▶ **TASK DETAILS**
Copy out word for word the part of the records below that opens with the line containing "crosswalk marking and produce a box around each." and closes with the line containing "[1,0,128,39]", with both of those lines included.

--- start ---

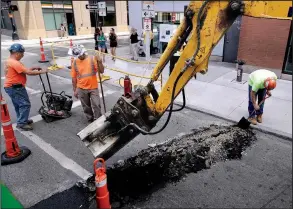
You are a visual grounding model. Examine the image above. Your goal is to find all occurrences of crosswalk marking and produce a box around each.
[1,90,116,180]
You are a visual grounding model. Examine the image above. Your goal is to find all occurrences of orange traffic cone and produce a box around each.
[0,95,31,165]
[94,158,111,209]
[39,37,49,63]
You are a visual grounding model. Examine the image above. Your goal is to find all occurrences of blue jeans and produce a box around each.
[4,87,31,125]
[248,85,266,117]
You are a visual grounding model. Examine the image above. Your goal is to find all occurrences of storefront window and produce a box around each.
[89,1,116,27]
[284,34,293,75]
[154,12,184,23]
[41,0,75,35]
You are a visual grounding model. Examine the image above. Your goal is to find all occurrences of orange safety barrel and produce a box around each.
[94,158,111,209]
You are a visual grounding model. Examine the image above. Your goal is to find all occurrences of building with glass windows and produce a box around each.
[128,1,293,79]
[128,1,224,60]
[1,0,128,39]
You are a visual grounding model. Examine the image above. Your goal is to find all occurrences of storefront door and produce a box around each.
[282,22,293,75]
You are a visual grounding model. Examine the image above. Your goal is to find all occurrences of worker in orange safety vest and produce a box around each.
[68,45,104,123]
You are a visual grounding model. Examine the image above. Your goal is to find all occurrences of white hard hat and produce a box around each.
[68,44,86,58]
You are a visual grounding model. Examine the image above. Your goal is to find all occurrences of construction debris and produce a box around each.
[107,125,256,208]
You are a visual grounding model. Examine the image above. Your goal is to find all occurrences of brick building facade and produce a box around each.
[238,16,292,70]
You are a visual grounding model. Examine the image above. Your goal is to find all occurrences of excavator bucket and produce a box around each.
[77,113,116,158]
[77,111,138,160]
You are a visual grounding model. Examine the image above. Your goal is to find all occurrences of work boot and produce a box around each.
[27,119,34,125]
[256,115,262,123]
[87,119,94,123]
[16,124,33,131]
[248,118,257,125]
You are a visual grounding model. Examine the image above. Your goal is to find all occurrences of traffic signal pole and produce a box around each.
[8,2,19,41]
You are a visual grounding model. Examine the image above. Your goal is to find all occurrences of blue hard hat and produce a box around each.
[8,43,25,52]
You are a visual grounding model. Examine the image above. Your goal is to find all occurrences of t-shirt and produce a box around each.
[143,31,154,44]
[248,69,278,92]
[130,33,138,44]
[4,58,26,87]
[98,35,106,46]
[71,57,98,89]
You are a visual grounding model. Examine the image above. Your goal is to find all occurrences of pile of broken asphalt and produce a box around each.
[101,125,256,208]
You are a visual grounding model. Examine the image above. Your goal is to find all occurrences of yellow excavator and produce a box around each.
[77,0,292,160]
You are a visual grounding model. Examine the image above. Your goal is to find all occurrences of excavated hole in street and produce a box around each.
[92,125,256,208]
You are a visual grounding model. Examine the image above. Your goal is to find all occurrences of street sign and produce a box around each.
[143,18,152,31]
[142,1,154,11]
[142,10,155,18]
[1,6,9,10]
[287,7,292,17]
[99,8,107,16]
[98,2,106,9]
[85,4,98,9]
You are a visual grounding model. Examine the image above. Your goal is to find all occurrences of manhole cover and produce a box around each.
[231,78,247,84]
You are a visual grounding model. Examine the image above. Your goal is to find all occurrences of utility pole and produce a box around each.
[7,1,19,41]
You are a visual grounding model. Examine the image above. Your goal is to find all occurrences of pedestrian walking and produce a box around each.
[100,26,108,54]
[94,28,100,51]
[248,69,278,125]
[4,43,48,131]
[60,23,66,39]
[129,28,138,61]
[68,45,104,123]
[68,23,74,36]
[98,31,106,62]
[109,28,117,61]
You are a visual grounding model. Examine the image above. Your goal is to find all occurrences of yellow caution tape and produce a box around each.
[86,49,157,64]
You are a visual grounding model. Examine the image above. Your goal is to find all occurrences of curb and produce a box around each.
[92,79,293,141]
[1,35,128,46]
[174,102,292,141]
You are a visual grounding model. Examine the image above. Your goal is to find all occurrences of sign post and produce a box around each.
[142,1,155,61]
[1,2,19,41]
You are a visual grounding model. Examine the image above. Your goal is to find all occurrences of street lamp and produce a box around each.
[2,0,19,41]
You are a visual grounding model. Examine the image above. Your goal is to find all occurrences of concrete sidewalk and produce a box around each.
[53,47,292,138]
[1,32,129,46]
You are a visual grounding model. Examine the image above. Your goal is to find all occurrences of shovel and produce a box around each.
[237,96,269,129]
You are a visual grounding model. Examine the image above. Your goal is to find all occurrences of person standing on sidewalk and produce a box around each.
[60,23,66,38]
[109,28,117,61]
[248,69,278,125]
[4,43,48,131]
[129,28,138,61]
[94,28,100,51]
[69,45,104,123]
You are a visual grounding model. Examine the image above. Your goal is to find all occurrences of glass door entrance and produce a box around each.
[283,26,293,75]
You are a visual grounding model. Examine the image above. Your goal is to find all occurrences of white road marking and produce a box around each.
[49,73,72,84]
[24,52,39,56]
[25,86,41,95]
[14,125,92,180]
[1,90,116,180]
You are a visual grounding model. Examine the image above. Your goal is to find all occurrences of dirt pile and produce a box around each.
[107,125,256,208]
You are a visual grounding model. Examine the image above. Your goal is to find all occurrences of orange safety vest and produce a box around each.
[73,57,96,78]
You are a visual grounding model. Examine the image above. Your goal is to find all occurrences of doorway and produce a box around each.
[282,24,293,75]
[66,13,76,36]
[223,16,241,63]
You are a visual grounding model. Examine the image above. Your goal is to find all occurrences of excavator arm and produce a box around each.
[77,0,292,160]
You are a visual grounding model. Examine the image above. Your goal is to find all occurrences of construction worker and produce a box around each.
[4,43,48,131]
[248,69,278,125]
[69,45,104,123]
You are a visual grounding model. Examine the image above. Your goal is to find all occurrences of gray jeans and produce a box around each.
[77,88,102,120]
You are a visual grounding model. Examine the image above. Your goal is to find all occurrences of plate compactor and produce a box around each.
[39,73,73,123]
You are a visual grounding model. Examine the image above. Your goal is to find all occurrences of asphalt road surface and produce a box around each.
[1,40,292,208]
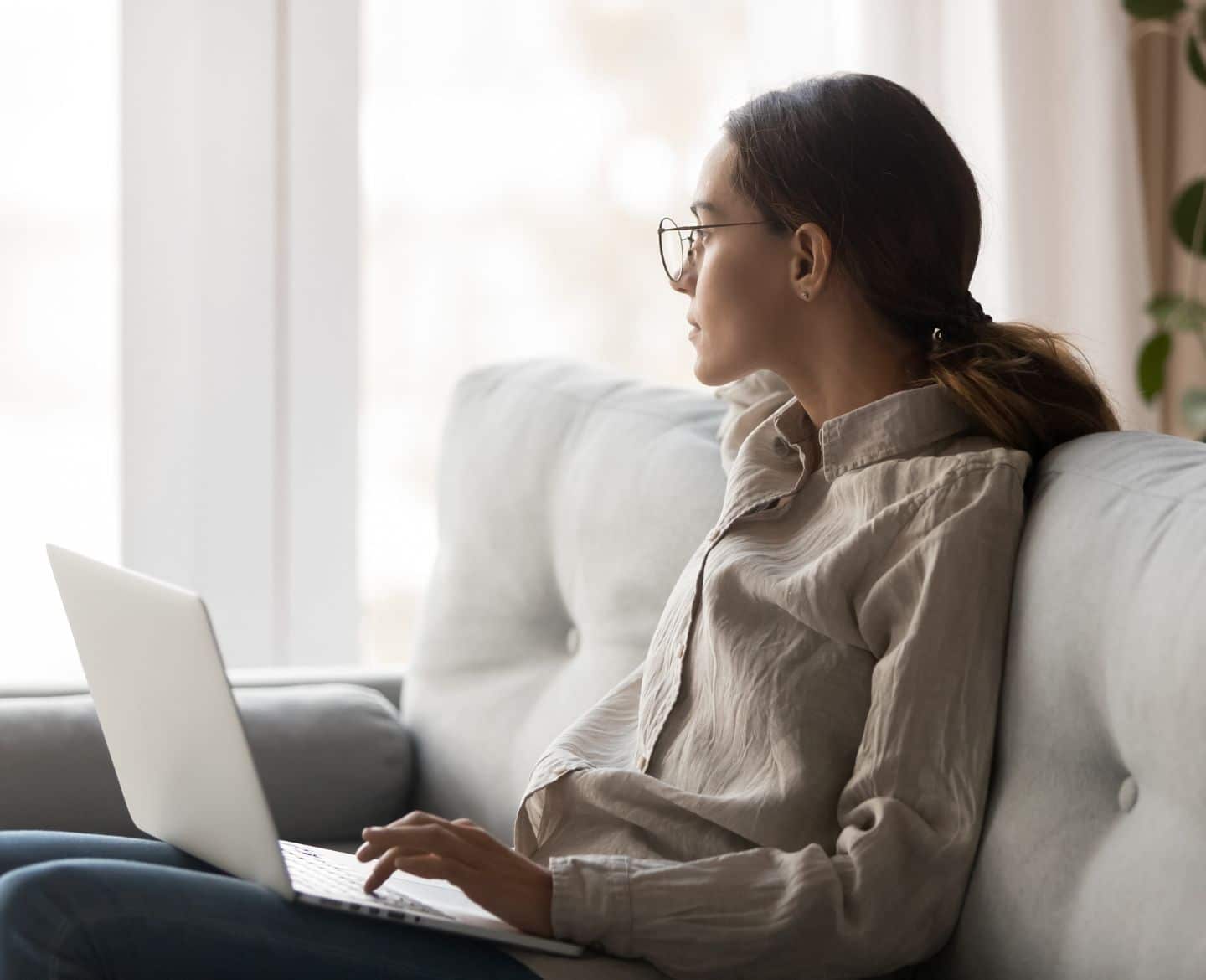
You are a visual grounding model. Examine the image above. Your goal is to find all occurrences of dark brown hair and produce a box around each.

--- end ---
--- start ---

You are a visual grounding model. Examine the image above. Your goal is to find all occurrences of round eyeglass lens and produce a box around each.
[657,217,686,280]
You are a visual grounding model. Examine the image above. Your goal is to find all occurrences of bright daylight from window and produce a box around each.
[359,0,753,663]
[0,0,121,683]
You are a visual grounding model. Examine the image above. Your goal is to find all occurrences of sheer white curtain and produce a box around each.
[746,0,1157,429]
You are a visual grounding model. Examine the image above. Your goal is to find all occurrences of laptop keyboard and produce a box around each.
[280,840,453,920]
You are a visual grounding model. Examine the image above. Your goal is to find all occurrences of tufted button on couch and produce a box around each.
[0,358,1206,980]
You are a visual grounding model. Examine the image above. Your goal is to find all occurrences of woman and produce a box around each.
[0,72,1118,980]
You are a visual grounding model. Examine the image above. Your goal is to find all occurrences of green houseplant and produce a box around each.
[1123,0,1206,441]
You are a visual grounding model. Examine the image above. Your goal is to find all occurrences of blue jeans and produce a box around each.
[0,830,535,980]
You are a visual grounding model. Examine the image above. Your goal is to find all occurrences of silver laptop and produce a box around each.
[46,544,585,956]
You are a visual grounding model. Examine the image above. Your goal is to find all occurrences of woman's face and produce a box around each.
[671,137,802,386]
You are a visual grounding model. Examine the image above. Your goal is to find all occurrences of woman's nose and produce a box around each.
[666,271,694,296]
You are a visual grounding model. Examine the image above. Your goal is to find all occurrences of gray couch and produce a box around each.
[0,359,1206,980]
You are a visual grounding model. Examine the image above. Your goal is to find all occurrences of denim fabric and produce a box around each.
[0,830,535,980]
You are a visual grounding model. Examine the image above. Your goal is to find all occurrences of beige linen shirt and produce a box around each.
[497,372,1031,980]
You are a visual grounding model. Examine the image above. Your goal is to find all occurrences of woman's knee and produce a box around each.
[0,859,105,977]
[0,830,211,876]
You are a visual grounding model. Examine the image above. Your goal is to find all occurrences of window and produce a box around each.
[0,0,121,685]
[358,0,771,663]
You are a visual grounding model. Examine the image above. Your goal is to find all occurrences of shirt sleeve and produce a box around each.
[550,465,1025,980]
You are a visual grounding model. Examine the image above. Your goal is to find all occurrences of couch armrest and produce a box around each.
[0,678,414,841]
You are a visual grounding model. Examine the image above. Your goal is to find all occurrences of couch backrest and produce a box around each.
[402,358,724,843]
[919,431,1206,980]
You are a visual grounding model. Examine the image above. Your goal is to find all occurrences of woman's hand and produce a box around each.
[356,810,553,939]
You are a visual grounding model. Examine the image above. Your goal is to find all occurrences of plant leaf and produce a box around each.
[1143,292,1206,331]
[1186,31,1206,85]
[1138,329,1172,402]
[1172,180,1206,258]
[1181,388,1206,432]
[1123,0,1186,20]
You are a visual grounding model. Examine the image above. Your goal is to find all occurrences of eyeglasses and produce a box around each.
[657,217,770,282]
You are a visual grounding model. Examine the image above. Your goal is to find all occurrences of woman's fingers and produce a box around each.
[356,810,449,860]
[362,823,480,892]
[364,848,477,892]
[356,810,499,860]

--- end ---
--- start ---

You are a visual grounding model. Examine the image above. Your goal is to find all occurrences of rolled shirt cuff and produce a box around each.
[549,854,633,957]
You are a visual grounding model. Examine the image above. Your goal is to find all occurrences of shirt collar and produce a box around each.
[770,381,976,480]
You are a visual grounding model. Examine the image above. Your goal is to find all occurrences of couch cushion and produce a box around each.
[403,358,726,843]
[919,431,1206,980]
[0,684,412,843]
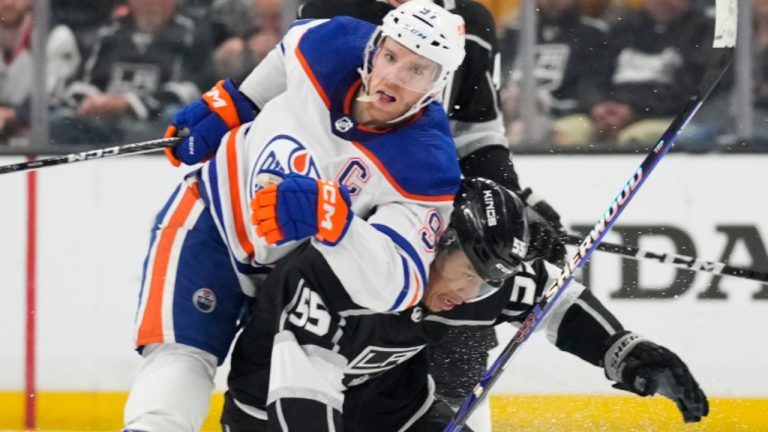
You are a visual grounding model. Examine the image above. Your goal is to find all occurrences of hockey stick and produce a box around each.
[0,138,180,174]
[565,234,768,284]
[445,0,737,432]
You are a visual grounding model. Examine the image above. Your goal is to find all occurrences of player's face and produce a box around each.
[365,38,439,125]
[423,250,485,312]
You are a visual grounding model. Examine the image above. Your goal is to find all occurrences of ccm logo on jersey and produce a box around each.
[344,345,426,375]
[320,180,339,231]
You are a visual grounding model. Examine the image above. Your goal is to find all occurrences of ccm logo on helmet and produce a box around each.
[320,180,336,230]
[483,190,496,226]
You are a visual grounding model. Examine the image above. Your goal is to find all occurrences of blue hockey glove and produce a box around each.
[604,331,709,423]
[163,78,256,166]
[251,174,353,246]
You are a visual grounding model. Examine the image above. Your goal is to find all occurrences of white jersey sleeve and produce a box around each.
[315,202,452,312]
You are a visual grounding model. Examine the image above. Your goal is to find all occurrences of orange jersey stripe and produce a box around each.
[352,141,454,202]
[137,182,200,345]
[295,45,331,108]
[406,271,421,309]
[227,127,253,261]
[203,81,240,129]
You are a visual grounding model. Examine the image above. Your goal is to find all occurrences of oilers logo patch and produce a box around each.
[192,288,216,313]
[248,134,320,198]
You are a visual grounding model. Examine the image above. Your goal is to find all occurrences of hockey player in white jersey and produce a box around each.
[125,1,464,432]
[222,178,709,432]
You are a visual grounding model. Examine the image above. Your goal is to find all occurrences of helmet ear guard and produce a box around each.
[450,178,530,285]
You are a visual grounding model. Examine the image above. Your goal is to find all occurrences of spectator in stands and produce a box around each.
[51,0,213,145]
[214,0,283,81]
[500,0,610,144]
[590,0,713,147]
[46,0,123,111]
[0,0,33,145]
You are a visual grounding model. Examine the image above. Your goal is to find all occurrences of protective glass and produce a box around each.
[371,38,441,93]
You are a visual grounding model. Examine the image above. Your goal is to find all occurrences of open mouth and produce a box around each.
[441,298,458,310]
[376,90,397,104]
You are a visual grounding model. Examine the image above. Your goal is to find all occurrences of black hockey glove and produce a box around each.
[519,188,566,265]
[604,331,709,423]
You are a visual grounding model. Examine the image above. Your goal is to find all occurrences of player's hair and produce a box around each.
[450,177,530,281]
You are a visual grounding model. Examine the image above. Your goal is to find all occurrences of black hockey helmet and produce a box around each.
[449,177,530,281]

--- end ---

▶ **RESPONSE TO THIS EXERCISE**
You are a visual grounding model. Examine the image above. Your goal is to find all occurrences of crosswalk marking and produce a box around each.
[1,90,116,180]
You are a visual grounding model. Examine the image above. Your goal is to find all occurrences of orange traffic cone and produce a box around each.
[0,95,31,165]
[94,158,111,209]
[39,37,49,63]
You are a visual grounding model. Examine the image above. Your goal is to find all occurrences of blue jeans and produce a box around each.
[4,87,31,125]
[248,85,266,117]
You are a visual grounding model. Examine the image above. Your goal is to find all occurrences of storefront window and produce a box around each.
[89,1,116,27]
[284,34,293,75]
[154,12,184,23]
[41,0,75,35]
You are a visual grounding model. Examine the image above. Your goal is to find all occurrences of orange safety barrel and produce a box around each.
[94,158,111,209]
You are a visual grounding model. Examine the image above. Your goal is to find all occurrences of building with glass windows and produce a box around each.
[128,1,293,79]
[128,1,224,60]
[1,0,128,39]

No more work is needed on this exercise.